Description

Job Overview:

We are seeking a talented and experienced AWS Redshift Data Engineer / Consultant to join our team in designing, developing, and optimizing data pipelines and ETL processes for our AWS Redshift-based data lake house. In this role, you will collaborate closely with cross-functional teams, leveraging your expertise in SQL, Redshift stored procedures, AWS DMS, Airflow, Python scripting and other pertinent AWS services to ensure the seamless ingestion, integration, transformation, and orchestration of data. Your experience with complex ETL pipelines, Changed Data Capture (CDC), Slowly Changing Dimension (SCD) strategies will be instrumental in creating a scalable, high-performance data environment. By adhering to best practices and industry standards, you will collaborate with our engineering and data teams to design forward thinking solutions

Key Responsibilities:

  • Collaborate with data engineering and development teams to design, develop, test, and maintain robust and scalable ELT/ETL pipelines using SQL scripts, Redshift stored procedures, and other AWS tools and services.
  • Collaborate with our engineering and data teams to understand business requirements and data integration needs, translate them into effective data solutions, that yield top-quality outcomes.
  • Architect, implement, and manage end-to-end data pipelines, ensuring data accuracy, reliability, data quality, performance, and timeliness.
  • Employ AWS DMS and other services for efficient data ingestion from on-premises databases into Redshift.
  • Design and implement ETL processes, encompassing Changed Data Capture (CDC) and Slow Changing Dimension (SCD) logics, to seamlessly integrating data from diverse source systems.
  • Provide expertise in Redshift database optimization, performance tuning, and query optimization.
  • Design and implement efficient orchestration workflows using Airflow, ensuring seamless coordination of complex ETL processes.
  • Integrate Redshift with other AWS services, such as AWS DMS, AWS Glue, AWS Lambda, Amazon S3, Airflow, and more, to build end-to-end data pipelines.
  • Perform data profiling and analysis to troubleshoot data-related challenges / issues and build solutions to address those concerns.
  • Proactively identify opportunities to automate tasks and develop reusable frameworks.
  • Work closely with version control team to maintain a well-organized and documented repository of codes, scripts, and configurations using Git.
  • Provide technical guidance and mentorship to fellow developers, sharing insights into best practices, tips, and techniques for optimizing Redshift-based data solutions.

 

Qualifications and Skills:

 

  • Bachelor's or Master's degree in Computer Science, Information Technology, or a related field.

Exercise aim
Pick up the AWS Redshift data engineer job posting after its last line and write the rest of it.

Extracted material
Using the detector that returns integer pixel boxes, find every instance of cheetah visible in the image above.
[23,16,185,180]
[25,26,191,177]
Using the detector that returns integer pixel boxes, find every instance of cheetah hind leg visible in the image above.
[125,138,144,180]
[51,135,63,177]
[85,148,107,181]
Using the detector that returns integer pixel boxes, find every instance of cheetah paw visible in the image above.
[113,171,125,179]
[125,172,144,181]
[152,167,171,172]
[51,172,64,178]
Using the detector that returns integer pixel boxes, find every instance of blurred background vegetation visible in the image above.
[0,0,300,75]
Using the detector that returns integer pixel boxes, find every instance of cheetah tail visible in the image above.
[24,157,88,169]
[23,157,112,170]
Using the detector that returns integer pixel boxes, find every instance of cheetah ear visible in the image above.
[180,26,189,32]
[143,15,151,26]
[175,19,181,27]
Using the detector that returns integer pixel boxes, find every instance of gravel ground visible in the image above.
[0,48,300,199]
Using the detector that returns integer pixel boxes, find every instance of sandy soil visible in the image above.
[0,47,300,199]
--
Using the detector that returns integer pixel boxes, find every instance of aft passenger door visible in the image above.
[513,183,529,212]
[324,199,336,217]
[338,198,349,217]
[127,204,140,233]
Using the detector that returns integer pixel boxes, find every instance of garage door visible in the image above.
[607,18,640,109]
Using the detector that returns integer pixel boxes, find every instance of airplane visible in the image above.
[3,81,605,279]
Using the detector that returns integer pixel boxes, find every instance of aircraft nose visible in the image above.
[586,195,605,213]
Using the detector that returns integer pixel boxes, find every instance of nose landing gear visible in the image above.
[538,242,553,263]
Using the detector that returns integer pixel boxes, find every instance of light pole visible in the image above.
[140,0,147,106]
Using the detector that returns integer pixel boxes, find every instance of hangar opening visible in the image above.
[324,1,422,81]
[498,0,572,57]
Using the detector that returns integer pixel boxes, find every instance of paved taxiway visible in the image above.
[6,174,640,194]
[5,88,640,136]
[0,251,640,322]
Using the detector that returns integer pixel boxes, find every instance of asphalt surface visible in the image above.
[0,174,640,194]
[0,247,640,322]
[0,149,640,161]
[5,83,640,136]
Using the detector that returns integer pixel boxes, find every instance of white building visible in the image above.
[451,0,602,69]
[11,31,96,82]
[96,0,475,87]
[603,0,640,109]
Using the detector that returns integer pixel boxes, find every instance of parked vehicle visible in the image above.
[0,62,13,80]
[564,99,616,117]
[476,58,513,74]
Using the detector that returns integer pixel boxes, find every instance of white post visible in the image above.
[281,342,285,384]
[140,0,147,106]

Answer
  • Extensive hands-on experience designing, developing, and maintaining data pipelines and ETL processes on AWS Redshift, including data lakes and data warehouses.
  • Proficiency in SQL programming and Redshift stored procedures for efficient data manipulation and transformation.
  • Hands-on experience with AWS services such as AWS DMS, Amazon S3, AWS Glue, Redshift, Airflow, and other pertinent data technologies.
  • Strong understanding of ETL best practices, data integration, data modeling, and data transformation.
  • Experience with complex ETL scenarios, such as CDC and SCD logics, and integrating data from multiple source systems.
  • Demonstrated expertise in AWS DMS for seamless ingestion from on-prem databases to AWS cloud.
  • Proficiency in Python programming with a focus on developing efficient Airflow DAGs and operators.
  • Experience in converting Oracle scripts and Stored Procedures to Redshift equivalents.
  • Familiarity with version control systems, particularly Git, for maintaining a structured code repository.
  • Proficiency in identifying and resolving performance bottleneck and fine-tuning Redshift queries,
  • Strong coding and problem-solving skills, and attention to detail in data quality and accuracy.
  • Ability to work collaboratively in a fast-paced, agile environment and effectively communicate technical concepts to non-technical stakeholders.
  • Proven track record of delivering high-quality data solutions within designated timelines.
  • Experience working with large-scale, high-volume data environments.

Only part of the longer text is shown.